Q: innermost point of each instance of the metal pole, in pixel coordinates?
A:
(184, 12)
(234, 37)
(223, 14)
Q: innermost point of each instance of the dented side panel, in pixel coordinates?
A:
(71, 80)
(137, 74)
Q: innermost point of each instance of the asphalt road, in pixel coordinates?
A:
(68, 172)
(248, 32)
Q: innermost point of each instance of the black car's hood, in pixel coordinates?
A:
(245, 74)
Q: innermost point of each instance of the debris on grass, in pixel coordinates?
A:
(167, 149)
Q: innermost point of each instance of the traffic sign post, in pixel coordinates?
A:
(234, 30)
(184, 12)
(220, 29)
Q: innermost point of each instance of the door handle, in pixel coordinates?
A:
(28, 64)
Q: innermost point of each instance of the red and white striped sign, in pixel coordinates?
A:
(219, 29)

○ ○ ○ ○ ○ ○ ○

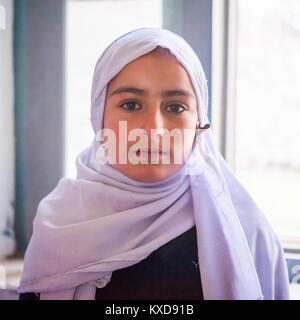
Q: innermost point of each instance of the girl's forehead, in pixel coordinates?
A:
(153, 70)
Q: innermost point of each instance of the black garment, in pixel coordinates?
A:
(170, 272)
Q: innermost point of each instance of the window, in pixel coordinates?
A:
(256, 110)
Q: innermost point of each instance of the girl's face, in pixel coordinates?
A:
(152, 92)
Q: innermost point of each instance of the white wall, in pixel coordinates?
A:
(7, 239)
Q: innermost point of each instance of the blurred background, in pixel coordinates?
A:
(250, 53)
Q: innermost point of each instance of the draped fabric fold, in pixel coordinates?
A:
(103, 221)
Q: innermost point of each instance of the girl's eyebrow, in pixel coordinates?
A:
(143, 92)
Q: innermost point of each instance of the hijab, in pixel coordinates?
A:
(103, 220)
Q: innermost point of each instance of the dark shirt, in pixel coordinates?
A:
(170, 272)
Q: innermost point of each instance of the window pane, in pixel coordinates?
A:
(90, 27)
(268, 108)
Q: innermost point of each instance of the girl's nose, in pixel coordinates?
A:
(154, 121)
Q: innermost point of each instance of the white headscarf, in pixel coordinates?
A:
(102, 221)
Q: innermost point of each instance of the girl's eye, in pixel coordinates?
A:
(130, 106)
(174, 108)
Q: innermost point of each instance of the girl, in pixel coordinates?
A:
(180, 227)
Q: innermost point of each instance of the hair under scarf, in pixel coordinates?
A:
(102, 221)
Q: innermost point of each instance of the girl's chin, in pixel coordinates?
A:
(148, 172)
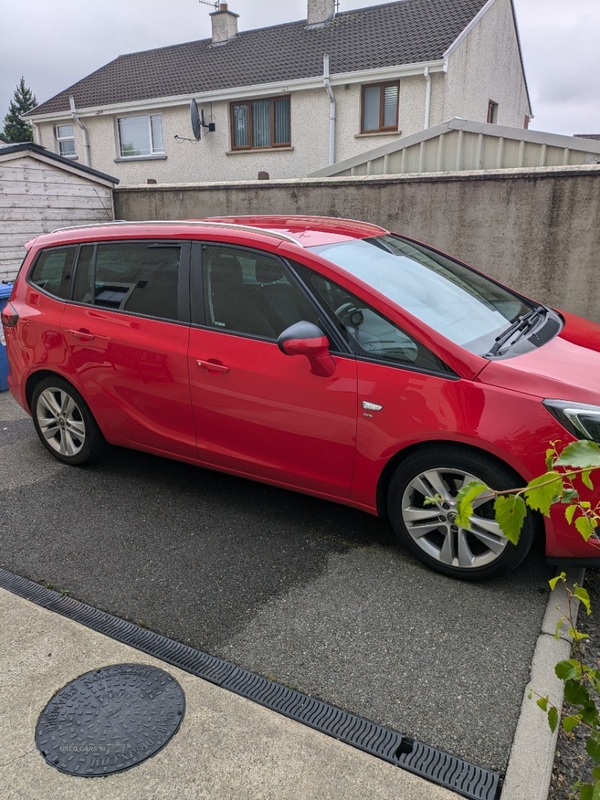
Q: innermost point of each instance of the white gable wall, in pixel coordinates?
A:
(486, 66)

○ ○ ○ ○ ○ ○ ○

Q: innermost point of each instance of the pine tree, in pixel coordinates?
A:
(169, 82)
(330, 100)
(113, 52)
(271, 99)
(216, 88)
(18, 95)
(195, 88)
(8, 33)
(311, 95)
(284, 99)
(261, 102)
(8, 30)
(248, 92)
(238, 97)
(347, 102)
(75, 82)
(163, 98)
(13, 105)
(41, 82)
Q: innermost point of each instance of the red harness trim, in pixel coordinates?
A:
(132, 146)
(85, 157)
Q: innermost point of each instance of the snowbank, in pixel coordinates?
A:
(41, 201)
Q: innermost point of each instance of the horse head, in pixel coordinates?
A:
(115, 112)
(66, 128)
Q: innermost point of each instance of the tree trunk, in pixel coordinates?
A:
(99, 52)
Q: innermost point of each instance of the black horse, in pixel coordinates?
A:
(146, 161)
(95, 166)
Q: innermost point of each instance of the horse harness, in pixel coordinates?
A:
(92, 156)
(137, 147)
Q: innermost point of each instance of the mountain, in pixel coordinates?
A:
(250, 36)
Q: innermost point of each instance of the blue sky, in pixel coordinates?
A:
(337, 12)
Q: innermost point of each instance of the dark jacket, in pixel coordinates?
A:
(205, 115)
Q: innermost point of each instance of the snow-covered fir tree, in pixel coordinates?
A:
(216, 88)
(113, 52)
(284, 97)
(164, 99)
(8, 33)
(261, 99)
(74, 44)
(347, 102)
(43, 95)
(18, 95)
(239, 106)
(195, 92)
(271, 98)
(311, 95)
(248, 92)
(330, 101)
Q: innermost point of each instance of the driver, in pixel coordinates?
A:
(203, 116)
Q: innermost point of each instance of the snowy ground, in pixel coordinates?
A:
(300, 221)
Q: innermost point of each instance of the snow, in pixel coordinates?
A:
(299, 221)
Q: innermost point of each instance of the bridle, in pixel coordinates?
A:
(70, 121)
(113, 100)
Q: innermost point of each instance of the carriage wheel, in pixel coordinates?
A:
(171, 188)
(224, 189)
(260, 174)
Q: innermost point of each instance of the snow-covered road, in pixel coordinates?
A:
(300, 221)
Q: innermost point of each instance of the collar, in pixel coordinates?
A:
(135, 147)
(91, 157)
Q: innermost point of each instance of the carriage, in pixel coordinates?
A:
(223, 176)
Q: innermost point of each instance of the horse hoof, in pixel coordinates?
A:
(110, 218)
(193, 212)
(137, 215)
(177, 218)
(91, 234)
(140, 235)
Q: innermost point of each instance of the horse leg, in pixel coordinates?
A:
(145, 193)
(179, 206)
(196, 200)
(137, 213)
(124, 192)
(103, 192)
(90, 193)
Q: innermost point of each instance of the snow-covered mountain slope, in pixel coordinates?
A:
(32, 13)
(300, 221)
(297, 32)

○ ○ ○ ○ ○ ○ ○

The lines in the entries above that carry the word "covered" must be copied.

*Expected answer*
Q: innermost point of each instance of the snow-covered fir tree, in pixel coordinates?
Q: innermost point of each instance of the snow-covered road, in pixel coordinates?
Q: innermost point of each instance of the snow-covered mountain slope, in pixel coordinates?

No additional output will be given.